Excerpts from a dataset
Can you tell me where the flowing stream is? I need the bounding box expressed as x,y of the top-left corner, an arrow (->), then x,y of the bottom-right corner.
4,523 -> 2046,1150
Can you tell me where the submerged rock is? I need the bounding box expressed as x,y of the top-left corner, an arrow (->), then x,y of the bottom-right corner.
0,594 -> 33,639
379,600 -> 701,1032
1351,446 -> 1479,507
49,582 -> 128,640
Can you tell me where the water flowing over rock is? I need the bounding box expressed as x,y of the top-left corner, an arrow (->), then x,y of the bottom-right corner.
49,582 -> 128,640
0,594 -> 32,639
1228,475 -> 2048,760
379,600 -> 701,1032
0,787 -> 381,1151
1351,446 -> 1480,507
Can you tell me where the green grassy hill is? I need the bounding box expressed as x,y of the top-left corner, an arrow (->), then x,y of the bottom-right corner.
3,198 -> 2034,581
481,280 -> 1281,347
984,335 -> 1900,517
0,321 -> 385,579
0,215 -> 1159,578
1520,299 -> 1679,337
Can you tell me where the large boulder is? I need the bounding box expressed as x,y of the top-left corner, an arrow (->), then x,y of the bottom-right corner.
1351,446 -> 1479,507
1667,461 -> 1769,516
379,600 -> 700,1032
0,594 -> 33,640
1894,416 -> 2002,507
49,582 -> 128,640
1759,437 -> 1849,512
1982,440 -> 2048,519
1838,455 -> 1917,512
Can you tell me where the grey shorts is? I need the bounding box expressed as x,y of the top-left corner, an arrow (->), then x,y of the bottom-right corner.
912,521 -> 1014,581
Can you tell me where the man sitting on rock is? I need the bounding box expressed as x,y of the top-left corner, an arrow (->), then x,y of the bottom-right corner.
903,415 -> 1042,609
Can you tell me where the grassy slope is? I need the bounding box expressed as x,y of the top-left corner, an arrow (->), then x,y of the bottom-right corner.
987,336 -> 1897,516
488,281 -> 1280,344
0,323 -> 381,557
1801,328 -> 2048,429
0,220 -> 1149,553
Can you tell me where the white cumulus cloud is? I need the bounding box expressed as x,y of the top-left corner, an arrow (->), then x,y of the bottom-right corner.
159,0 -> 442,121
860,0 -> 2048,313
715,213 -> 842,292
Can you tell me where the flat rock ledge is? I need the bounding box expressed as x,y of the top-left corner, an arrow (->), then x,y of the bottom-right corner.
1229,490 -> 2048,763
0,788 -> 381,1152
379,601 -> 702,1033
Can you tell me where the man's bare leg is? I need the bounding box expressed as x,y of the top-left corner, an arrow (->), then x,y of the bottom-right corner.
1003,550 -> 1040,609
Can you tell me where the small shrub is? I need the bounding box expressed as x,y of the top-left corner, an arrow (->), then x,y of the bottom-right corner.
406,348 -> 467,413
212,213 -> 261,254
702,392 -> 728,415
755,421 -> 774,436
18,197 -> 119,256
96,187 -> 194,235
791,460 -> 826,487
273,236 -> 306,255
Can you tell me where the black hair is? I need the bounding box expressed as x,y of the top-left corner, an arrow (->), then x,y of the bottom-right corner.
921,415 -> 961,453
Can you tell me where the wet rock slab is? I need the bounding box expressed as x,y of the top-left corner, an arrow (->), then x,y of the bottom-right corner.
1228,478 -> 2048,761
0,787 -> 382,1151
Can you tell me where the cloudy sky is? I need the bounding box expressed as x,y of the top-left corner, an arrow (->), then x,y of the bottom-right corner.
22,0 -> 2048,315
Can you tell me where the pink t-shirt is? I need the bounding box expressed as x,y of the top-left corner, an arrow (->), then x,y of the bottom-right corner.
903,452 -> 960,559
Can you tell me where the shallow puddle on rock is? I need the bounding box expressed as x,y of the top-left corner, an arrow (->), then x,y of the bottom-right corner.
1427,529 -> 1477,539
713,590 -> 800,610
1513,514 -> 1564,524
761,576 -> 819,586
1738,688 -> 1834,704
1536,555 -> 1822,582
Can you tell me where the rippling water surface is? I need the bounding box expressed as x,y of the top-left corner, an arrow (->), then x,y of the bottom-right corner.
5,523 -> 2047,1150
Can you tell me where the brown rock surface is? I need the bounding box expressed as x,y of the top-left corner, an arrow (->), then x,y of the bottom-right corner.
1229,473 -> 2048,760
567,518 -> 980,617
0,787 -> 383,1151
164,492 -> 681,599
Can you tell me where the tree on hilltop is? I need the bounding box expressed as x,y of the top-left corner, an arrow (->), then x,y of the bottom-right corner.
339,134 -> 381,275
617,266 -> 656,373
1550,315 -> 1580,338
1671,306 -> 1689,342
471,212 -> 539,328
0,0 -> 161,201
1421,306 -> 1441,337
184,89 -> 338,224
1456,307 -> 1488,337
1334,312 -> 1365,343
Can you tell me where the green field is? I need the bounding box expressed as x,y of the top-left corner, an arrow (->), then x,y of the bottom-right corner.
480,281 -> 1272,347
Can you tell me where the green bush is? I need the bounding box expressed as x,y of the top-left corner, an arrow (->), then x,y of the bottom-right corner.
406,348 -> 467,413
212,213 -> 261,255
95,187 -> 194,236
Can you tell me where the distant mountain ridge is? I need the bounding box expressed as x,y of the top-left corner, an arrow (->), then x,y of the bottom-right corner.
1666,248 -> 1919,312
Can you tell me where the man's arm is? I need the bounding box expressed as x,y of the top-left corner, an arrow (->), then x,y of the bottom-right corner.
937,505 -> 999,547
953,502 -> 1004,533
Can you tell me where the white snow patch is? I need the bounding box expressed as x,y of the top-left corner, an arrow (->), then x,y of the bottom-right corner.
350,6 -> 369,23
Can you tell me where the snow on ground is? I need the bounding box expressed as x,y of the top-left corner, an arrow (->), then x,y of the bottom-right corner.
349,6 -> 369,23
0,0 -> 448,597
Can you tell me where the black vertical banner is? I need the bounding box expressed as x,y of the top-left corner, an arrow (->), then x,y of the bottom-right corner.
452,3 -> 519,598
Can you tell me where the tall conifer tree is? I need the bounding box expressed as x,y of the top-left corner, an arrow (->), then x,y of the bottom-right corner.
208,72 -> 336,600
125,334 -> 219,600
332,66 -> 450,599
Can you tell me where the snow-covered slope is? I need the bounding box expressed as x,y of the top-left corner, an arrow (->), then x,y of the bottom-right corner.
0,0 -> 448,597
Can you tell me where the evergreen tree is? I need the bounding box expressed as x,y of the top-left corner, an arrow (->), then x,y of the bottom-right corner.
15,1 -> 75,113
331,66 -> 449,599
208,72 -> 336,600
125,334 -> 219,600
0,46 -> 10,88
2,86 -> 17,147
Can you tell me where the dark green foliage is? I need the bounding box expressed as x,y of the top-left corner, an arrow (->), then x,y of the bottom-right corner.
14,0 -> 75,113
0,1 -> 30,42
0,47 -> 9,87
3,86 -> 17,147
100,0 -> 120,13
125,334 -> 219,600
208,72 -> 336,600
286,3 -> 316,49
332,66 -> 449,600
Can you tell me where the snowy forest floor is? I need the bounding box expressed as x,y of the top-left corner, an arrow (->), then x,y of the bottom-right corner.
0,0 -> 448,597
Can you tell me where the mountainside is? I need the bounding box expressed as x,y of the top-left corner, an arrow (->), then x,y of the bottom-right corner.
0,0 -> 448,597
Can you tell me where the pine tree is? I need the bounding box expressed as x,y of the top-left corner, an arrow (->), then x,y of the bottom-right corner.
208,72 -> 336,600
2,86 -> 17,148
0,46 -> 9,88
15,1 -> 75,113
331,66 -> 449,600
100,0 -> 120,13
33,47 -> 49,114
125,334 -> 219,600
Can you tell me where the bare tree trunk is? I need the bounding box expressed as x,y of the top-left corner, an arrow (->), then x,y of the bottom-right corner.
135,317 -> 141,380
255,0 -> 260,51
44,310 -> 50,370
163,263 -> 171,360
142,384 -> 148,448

TASK DESCRIPTION
Every line of the data above should be reproduced word for word.

RESPONSE BELOW
Can you tell me where the flowing stream is? I need the bounding box expressed as x,y of the top-left corner, an arrow (->), then x,y of the bottom-right corner.
4,523 -> 2046,1150
Can you tell me where the submerged rock is? I need the bounding box expressed as x,y of the top-left corner, an arrow (->), then x,y of the bottom-right corner.
0,594 -> 33,639
379,600 -> 701,1032
1351,446 -> 1479,507
49,582 -> 128,640
Can you tell me where the water flowing over rock is? I need the bounding box expressed as x,y of the top-left corner, an arrow (->), then x,y of the bottom-right corner.
49,582 -> 128,640
0,594 -> 32,639
1228,475 -> 2048,760
379,600 -> 701,1032
0,787 -> 381,1151
1351,446 -> 1480,507
Can you tell me where the green grassy hill is? I need the bounding box expressed as x,y of the top-left corner, an arrow (->), then x,y of the bottom-right corner.
3,198 -> 2034,581
481,280 -> 1281,347
984,335 -> 1900,517
0,321 -> 385,579
0,215 -> 1159,578
1520,299 -> 1679,337
Can you tell me where the large boulder is? I need the bounding box expressed as x,y of the top-left corner, an arrow (->), then x,y of the bottom-right corner.
1351,446 -> 1479,507
1667,461 -> 1769,516
379,600 -> 700,1032
0,594 -> 33,640
1894,416 -> 2002,507
49,582 -> 128,640
1759,437 -> 1849,512
1982,440 -> 2048,519
1838,455 -> 1917,512
Can you tell me where the grey shorts is? I need the bounding box expressed as x,y of the top-left corner, an arrow (->), then x,y of the bottom-right corner.
912,521 -> 1014,581
Can you tell me where the man sitting on rock is? I need the bounding box expressed as x,y of the top-left corner, an arrow (->), then x,y of the bottom-right corner.
903,415 -> 1042,609
Can you tell me where the grassy slope is? I need the bounding box expressed as x,y of the top-left corner, an arrow (->), then x,y of the bottom-right corner.
987,336 -> 1897,516
488,281 -> 1280,344
0,323 -> 381,557
1801,328 -> 2048,429
0,220 -> 1149,553
Can you tell me where the white cumulus cloud is? I need the bounding box expressed as x,y of the top-left corner, an arrow (->), then x,y of the bottom-right corner.
159,0 -> 442,121
860,0 -> 2048,313
715,213 -> 842,292
Can you tell me where the flat rock ledge is? I need the bounding box expressed as x,y of the top-left corner, an arrow (->), then x,y of the bottom-right corner.
1229,490 -> 2048,763
0,788 -> 381,1152
379,601 -> 702,1033
Can you tell me where the man's bare leg is? I need the bounding box expressed as x,y of the top-left corner, an arrow (->), then x,y of the bottom-right corner.
1003,550 -> 1040,609
Can you tell me where the small shrub is? I need the bounding box expressed as x,y of the top-left corner, an arrow (->), then x,y of the bottom-right corner.
406,348 -> 467,413
212,213 -> 261,254
702,392 -> 728,415
755,421 -> 774,436
18,197 -> 119,256
96,187 -> 194,235
791,460 -> 826,487
273,236 -> 306,255
Can you tell me where the black hair is? I need the bounding box expressed as x,y of the top-left corner, an arrow (->), then x,y of the bottom-right corner.
921,415 -> 961,453
Can you tell me where the wet rock slab is? I need the bounding box expressed as x,y of the top-left corner, an arrow (->), then x,y of the bottom-right corner.
1228,478 -> 2048,761
0,787 -> 382,1151
Can you tell me where the cloudy sky is? I need the bounding box expressed as x,y of the top-left corner, an arrow (->), then x,y of the bottom-right corner.
22,0 -> 2048,315
Can you tell me where the pink t-shirt is? I need the bounding box expressed as x,y of the top-left corner, an arrow (->), then x,y of the bottom-right corner.
903,452 -> 960,559
Can you tell me where the shallow puddle on rock is? I need the bounding box expressed as x,y of the top-left corner, an arrow (->), then x,y of the bottom-right corner.
1427,529 -> 1477,539
713,590 -> 800,610
1513,514 -> 1564,524
761,576 -> 819,586
1738,688 -> 1834,704
1536,555 -> 1822,582
Can you tell me where the rippling water surface is? I need the bounding box expressed as x,y of the top-left corner, an arrow (->), then x,y of the bottom-right corner.
5,523 -> 2047,1150
Can you tell me where the brown rock surface is? I need the bounding box expressed as x,y of the top-left corner, an arrow (->), then x,y of the bottom-right corner.
1229,473 -> 2048,760
567,518 -> 980,617
0,787 -> 383,1151
164,492 -> 681,599
Can you tell me where the tree on hilltop is? I need the bounding box expressed as x,y of the top-left corner, an arrow (->), then x,y of the bottom-right corner.
339,134 -> 381,275
617,266 -> 656,373
1550,315 -> 1580,338
1671,306 -> 1689,342
471,212 -> 539,328
0,0 -> 161,201
1421,306 -> 1441,337
184,89 -> 338,224
1456,307 -> 1488,337
1334,312 -> 1365,343
Can you tell me where the green field is? I need the bounding box expressed as x,y of the top-left corner, an arrow (->), then x,y of the bottom-right corner.
480,281 -> 1272,347
Can you tell me where the green bush is? I need the bounding box expressed as x,y of the top-left corner, an arrow (->), then x,y of the bottom-right corner.
406,348 -> 467,413
212,213 -> 261,255
95,187 -> 194,236
Can you tell me where the distant mountain ridge is? I need the bounding box expressed as x,y of the top-left corner, an arrow (->), then x,y of the bottom-right corner.
1666,248 -> 1919,312
Can you tell me where the man's arm is? I need the bounding box expressed as x,y of the top-left corner, an arrow (->), then x,y of the bottom-right corner.
937,505 -> 999,547
953,502 -> 1004,533
Can you tell me where the white snow patch is? I need the bounding box expressed as x,y of the top-left corner, an arrow (->), then x,y of the bottom-right corner.
350,6 -> 369,23
Can you tell me where the snow on ground is? I need the bounding box expressed as x,y of the top-left corner, an arrow (->), then x,y of the bottom-right corner.
349,6 -> 369,23
0,0 -> 448,597
Can you tell me where the black vertical banner is? I need the bounding box expressed as x,y of the top-left corner, an arrow (->), then x,y of the bottom-right corner.
452,3 -> 519,598
Can you tell me where the tall conifer tree is? I need the bounding box expressed as x,y of the top-left corner, an arrow (->), then x,y of the bottom-right corner.
208,72 -> 336,600
125,334 -> 219,600
332,66 -> 450,599
Can you tell me where the snow-covered slope is? I need the bounding box expressed as x,y of the top-left corner, an arrow (->), then x,y of the bottom-right corner.
0,0 -> 448,597
Can you tell me where the evergreen tree is? I need the bounding box expressed as x,y of the top-left corner, an arrow (->), then x,y of the bottom-right corner.
15,1 -> 75,113
331,66 -> 449,599
208,72 -> 336,600
125,334 -> 219,600
0,46 -> 10,88
2,86 -> 17,147
Can you tell me where the dark green foliage is? I need the bounding box expressed as x,y of the top-left corner, an arrow (->), then x,y of the bottom-right corner.
14,0 -> 75,113
0,1 -> 30,42
0,47 -> 9,87
3,86 -> 17,147
100,0 -> 120,13
125,334 -> 219,600
208,72 -> 336,600
286,3 -> 316,49
332,66 -> 449,600
Can you tell me where the snowy forest floor is? I need the bounding box expressed as x,y of the top-left corner, an arrow (->), then x,y of the bottom-right corner.
0,0 -> 448,597
Can you tell me where the mountainside is? I need the bounding box expressed as x,y of the top-left corner, an arrow (->), then x,y of the bottom-right corner.
0,0 -> 448,597
Can you tell me where the pine tree is? I need the bounding box expressed as x,y of the top-left corner, an arrow (->), then x,y of the bottom-right corner.
208,72 -> 336,600
2,86 -> 17,148
0,46 -> 9,88
15,1 -> 75,113
331,66 -> 449,600
100,0 -> 120,13
33,47 -> 49,114
125,334 -> 219,600
Can you tell me where the bare tree trunk is? I need the bounding box expressed as x,y of the top-left corner, an arrow (->), then x,y of the bottom-right corner.
135,317 -> 141,380
255,0 -> 260,51
44,310 -> 50,370
163,263 -> 171,360
142,384 -> 148,448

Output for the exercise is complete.